=== The task ===
Select and copy every line in the rows below that contains the word "locomotive".

=====

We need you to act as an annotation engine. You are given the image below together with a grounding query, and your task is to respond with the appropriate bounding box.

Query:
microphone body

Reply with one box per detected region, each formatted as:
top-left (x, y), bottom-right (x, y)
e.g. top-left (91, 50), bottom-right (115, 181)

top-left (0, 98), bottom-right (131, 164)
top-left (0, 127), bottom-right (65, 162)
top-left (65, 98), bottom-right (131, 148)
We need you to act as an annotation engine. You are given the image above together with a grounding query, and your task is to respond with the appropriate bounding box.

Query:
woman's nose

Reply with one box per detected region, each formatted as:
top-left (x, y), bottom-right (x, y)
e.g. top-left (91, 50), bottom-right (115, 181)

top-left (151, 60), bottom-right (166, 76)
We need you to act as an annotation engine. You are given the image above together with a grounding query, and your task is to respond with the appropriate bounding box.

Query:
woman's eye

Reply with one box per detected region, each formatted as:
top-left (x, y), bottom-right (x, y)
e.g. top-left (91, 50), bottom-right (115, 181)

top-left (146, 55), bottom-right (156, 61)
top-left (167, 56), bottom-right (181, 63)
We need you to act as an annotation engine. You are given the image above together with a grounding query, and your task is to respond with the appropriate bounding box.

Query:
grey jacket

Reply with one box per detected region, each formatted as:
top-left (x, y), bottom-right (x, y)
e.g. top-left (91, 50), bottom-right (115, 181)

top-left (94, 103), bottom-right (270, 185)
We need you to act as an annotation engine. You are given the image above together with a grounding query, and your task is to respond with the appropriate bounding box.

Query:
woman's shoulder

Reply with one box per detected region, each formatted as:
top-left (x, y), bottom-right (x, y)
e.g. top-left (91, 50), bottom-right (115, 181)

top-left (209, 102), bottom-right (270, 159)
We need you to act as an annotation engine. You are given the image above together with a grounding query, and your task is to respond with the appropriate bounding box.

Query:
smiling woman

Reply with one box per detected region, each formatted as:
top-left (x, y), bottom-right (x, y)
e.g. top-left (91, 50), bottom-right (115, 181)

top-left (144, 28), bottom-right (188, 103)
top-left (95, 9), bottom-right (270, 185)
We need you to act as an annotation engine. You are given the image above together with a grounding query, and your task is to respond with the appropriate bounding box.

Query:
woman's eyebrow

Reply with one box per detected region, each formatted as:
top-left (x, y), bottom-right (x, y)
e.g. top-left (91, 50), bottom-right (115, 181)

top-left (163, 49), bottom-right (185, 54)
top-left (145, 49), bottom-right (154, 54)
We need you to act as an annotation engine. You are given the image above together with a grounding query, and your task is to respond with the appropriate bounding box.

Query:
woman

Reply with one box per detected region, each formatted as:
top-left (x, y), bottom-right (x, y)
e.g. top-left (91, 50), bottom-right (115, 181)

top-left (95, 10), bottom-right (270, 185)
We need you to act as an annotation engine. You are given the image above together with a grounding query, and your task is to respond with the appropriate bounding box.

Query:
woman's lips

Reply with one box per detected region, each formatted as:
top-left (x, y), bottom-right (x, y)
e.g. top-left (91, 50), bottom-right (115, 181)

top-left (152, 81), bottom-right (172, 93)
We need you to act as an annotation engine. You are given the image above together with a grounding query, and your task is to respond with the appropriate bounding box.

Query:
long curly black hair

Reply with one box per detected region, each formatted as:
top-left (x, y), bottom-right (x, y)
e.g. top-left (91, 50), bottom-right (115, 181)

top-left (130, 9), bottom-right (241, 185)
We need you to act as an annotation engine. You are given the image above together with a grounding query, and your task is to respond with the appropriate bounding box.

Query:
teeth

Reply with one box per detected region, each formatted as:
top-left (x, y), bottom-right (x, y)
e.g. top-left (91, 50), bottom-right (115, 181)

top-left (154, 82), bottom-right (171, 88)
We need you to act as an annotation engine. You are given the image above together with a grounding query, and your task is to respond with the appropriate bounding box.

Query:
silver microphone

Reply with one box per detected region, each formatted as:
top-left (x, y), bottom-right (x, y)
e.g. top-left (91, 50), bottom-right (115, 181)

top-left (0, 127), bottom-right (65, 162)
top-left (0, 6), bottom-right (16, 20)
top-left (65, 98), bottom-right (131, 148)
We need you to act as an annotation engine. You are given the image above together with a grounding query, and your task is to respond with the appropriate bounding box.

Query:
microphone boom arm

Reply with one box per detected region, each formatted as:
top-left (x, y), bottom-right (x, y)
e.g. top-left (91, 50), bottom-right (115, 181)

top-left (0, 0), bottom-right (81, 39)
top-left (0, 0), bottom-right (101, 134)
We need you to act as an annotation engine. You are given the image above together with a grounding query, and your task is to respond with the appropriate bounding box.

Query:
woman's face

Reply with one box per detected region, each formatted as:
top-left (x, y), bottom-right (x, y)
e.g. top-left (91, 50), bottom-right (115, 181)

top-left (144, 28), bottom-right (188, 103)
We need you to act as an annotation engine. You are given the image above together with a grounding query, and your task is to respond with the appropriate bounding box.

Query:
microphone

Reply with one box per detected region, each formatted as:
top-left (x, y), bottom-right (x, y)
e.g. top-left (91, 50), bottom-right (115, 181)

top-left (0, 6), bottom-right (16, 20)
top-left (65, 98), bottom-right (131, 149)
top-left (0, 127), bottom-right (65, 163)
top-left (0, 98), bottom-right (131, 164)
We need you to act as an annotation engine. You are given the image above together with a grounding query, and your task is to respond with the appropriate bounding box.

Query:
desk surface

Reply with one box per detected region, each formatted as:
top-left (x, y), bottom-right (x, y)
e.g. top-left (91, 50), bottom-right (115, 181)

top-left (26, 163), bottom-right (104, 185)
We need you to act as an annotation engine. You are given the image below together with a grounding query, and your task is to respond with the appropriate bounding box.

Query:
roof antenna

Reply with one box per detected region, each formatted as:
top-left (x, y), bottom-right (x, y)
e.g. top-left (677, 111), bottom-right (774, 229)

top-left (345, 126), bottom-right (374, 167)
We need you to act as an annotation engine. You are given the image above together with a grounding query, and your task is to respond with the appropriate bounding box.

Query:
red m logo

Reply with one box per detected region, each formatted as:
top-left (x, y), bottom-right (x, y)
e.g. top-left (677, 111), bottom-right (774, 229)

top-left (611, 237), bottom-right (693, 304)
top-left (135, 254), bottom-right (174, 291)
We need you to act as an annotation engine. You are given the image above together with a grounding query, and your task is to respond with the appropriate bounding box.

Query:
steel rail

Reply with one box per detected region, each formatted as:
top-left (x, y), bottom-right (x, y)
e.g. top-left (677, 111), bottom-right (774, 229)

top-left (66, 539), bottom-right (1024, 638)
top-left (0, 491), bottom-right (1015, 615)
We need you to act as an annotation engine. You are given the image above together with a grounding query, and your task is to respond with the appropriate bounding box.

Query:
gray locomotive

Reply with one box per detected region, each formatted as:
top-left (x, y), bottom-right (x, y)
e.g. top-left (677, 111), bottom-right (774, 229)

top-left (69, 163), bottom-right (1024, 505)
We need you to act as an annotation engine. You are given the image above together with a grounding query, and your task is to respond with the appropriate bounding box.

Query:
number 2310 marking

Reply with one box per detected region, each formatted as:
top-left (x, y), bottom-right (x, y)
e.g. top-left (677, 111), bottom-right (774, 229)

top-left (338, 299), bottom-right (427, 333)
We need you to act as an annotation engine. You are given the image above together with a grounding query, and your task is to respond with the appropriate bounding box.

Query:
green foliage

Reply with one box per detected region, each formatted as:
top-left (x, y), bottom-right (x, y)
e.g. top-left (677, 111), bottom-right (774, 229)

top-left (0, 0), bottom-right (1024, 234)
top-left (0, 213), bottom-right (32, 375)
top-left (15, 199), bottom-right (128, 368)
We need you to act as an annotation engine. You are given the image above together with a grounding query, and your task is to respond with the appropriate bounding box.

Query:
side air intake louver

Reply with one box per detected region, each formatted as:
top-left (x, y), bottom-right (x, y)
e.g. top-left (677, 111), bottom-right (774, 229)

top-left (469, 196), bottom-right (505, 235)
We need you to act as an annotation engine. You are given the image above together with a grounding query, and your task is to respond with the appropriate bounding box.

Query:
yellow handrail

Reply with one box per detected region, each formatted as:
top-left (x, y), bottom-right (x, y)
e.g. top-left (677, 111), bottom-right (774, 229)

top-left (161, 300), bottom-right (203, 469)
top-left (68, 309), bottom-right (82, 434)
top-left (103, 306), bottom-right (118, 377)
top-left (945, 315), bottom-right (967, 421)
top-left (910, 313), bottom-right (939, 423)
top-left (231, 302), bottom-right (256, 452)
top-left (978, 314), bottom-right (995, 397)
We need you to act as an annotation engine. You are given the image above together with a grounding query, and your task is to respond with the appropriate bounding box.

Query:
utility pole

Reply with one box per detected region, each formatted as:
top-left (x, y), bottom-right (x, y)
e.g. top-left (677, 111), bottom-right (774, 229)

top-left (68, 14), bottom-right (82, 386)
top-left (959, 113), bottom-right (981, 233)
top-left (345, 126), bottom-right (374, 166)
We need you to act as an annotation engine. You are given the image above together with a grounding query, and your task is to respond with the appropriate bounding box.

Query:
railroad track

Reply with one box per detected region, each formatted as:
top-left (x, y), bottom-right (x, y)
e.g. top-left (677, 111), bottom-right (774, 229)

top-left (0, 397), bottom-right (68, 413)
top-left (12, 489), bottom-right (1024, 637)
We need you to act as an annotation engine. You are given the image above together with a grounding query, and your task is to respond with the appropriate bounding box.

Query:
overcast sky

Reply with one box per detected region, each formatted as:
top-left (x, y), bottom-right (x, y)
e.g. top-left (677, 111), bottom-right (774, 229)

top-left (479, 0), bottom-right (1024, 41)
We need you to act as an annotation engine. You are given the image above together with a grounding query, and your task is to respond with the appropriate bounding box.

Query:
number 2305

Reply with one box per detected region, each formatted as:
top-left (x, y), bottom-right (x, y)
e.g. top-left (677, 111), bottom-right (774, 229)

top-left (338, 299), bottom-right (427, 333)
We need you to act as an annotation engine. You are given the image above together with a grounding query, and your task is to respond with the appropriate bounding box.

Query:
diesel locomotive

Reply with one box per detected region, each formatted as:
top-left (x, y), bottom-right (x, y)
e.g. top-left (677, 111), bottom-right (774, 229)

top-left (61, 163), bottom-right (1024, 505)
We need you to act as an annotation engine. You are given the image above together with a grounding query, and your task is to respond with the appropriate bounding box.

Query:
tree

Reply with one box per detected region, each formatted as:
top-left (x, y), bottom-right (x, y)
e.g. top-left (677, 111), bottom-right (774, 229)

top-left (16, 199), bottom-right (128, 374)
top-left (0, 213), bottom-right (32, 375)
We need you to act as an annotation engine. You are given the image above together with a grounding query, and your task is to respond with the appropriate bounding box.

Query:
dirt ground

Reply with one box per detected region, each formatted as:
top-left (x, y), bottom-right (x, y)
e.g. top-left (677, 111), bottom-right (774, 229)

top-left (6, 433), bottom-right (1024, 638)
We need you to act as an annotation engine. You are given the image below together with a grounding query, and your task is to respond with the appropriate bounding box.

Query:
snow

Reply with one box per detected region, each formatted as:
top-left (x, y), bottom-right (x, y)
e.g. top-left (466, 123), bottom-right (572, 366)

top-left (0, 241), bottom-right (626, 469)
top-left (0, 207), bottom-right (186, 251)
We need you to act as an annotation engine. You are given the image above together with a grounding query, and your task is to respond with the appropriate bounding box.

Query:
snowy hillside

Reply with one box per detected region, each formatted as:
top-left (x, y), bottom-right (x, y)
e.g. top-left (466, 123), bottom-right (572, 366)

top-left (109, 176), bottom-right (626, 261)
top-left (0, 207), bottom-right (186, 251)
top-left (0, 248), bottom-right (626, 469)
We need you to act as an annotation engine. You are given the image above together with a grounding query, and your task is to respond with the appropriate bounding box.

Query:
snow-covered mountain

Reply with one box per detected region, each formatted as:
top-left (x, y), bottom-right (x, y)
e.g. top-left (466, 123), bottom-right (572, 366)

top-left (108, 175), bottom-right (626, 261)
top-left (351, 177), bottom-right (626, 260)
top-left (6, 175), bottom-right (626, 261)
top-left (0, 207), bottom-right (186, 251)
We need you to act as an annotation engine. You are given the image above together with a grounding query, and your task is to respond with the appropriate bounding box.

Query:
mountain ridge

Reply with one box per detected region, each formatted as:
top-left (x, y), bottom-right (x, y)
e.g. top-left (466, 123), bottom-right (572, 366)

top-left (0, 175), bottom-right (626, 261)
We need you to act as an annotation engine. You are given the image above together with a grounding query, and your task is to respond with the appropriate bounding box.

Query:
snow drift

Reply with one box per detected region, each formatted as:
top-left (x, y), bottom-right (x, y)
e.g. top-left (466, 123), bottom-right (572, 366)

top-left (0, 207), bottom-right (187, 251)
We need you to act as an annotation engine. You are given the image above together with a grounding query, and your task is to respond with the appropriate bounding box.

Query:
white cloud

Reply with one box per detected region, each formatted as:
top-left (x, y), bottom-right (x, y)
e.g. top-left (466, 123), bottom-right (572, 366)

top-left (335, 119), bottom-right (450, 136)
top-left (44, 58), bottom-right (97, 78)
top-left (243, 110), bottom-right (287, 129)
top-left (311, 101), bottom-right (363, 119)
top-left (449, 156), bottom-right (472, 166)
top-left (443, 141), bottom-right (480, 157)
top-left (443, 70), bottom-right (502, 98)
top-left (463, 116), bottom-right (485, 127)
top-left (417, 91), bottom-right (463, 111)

=====

=== Response for this exercise ===
gray locomotive
diesel locomotive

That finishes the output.